The client had built a genuinely good product — a DTC home goods brand with strong organic social and a loyal core audience. Their growth had plateaued not because demand was lacking but because their storefront was losing visitors before they ever formed an intent to buy. Speed and messaging were the culprits. Neither was obvious from inside the business.
The Diagnosis: Two Problems, One Root Cause
The store had a 6.4-second Largest Contentful Paint on mobile — the primary device for traffic from their Instagram and TikTok channels. A 6.4-second LCP means most users on a standard mobile connection are watching a blank or partially-loaded screen for over six seconds before seeing anything meaningful. On mobile, where attention is scarce and alternatives are one swipe away, six seconds is a lifetime.
The messaging problem was subtler. Session recordings showed that users who stayed past the load were browsing product pages without adding to cart — a pattern that typically indicates a gap between product interest and purchase confidence. The product descriptions were feature-led (dimensions, materials, care instructions) and said nothing about outcomes or the scenarios in which the product belonged in a customer's life.
Key Diagnosis
Mobile LCP of 6.4s was killing the majority of traffic before it converted. For users who stayed, feature-led product copy was failing to bridge the gap between product interest and purchase intent.

* * * *

TASK INSTRUCTIONS:
1/ Repeat the passage from the home goods storefront case study, starting with "The messaging problem" and going on through "a customer's life.".
2/ Render this sentence from the home goods storefront case study in Spanish: "Speed and messaging were the culprits."
3/ Go on with the home goods storefront case study from its final sentence.

(Point localization records)
* * * *

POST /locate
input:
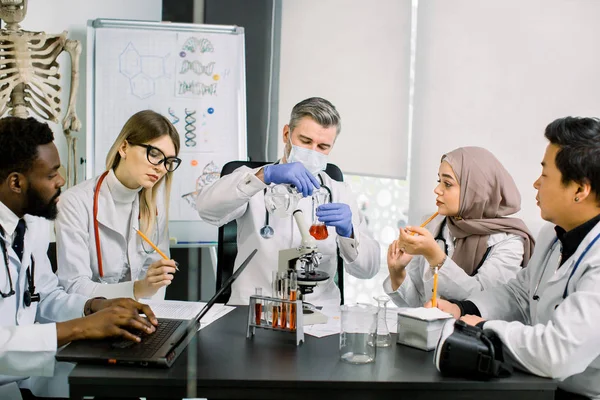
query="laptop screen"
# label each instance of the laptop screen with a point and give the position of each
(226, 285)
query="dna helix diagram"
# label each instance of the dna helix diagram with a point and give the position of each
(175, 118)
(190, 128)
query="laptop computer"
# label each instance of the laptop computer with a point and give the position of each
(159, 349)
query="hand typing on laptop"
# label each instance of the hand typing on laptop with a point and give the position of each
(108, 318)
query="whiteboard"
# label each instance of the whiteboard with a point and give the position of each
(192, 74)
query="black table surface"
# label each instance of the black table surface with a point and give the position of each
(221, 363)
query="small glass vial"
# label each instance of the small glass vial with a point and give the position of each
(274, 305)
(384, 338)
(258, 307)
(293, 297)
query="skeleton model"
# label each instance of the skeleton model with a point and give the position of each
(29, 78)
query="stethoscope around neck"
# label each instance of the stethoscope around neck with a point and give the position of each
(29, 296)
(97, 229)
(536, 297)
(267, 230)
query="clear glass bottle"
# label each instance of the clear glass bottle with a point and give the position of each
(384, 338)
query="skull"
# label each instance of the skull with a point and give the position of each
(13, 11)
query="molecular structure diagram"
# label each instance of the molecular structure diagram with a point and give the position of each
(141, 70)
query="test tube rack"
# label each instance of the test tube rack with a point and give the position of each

* * * *

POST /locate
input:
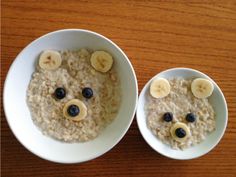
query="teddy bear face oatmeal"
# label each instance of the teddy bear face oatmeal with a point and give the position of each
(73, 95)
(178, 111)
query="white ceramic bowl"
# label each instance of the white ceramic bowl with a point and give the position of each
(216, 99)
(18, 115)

* * * *

RESULTS IN ORDER:
1/
The messaging problem was subtler. Session recordings showed that users who stayed past the load were browsing product pages without adding to cart — a pattern that typically indicates a gap between product interest and purchase confidence. The product descriptions were feature-led (dimensions, materials, care instructions) and said nothing about outcomes or the scenarios in which the product belonged in a customer's life.

2/ La velocidad y los mensajes eran los culpables.

3/
The Performance Fix: 1.9 Seconds
We audited every asset on the critical render path and identified four primary performance culprits: unoptimised hero images (the largest single contributor — multiple JPEGs over 2MB each), a third-party review widget loading synchronously in the head, an unused animation library adding 180kb to the initial bundle, and no lazy loading on below-the-fold product images.
Image Pipeline Rebuild
We migrated all product and hero imagery to a WebP pipeline with responsive srcsets — serving images at the exact dimensions required by each breakpoint rather than loading a single large image and resizing in the browser. Hero images dropped from an average of 2.3MB to 94kb at mobile sizes. This single change accounted for the majority of the performance improvement.
Third-Party Script Audit
The review widget was deferred to load after the page's interactive state. The animation library was removed and replaced with CSS transitions for the three animations actually in use. A tag management audit identified six additional third-party scripts loading on every page that served no measurable function — analytics duplicates, an abandoned A/B testing tool, a deprecated chat widget. All six were removed.
The Messaging Fix: Outcome Before Feature
We rewrote product copy using a three-layer structure: the opening sentence describes the specific scenario in which this product is the right choice; the middle section translates each feature into its customer-relevant benefit; the closing section addresses the most common purchase objection (typically: is this the right size, will this work in my space, how will it arrive).
For a linen duvet cover, the original opening was: "100% stonewashed linen, available in 8 colours." The rewrite: "The cover that makes every morning feel like a hotel, however your room actually looks." Same product. Entirely different relationship to purchase intent.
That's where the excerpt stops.